▸ Short task
Report how many lines of the material below contain the string "white", counting only matches with the same capitalization. Reply with the number alone.

▸ Supplied data
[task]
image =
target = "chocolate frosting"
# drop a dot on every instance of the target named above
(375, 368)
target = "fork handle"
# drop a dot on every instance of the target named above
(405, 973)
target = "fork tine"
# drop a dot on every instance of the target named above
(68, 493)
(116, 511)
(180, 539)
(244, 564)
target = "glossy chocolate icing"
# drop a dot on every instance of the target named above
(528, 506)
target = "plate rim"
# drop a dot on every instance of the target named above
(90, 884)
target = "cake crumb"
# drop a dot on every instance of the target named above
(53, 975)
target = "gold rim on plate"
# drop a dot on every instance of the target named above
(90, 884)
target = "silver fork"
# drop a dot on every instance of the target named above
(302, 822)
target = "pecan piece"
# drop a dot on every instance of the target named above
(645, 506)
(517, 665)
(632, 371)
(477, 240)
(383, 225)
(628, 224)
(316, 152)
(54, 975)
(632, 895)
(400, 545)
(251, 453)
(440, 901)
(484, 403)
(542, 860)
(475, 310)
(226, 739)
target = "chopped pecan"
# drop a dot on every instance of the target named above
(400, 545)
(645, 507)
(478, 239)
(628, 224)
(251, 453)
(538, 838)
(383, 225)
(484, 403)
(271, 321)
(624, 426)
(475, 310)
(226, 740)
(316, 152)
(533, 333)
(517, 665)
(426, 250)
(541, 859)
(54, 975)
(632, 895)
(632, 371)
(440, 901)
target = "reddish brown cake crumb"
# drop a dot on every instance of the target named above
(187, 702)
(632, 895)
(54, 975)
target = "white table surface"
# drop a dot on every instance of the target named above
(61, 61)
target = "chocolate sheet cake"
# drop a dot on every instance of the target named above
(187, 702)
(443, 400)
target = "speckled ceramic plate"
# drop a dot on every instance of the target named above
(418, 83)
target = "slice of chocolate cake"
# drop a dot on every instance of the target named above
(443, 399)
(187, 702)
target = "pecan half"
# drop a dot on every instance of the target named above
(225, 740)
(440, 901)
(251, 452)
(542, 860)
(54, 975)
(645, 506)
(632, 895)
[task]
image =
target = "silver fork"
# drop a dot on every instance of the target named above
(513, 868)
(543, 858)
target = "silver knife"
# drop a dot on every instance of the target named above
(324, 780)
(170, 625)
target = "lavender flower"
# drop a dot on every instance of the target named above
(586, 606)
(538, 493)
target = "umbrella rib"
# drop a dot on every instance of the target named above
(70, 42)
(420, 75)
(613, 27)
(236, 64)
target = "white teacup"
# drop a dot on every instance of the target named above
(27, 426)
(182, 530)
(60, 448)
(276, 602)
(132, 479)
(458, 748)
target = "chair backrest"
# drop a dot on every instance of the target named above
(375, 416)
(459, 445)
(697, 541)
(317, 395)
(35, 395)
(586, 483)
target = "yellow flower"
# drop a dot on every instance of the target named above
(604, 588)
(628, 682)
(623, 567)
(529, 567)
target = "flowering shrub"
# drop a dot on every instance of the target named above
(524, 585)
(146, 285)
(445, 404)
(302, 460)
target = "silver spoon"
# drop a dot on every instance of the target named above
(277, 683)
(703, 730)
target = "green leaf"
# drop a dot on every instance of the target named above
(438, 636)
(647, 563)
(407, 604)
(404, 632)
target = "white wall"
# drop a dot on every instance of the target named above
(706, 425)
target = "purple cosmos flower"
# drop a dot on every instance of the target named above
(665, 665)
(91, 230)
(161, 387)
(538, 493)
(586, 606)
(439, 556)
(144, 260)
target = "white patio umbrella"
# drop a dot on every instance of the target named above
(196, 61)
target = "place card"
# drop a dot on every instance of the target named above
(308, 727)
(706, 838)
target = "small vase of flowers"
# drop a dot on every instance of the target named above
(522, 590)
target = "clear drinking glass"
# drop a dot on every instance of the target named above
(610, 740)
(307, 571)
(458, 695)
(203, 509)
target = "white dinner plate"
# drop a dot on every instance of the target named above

▸ Expected output
5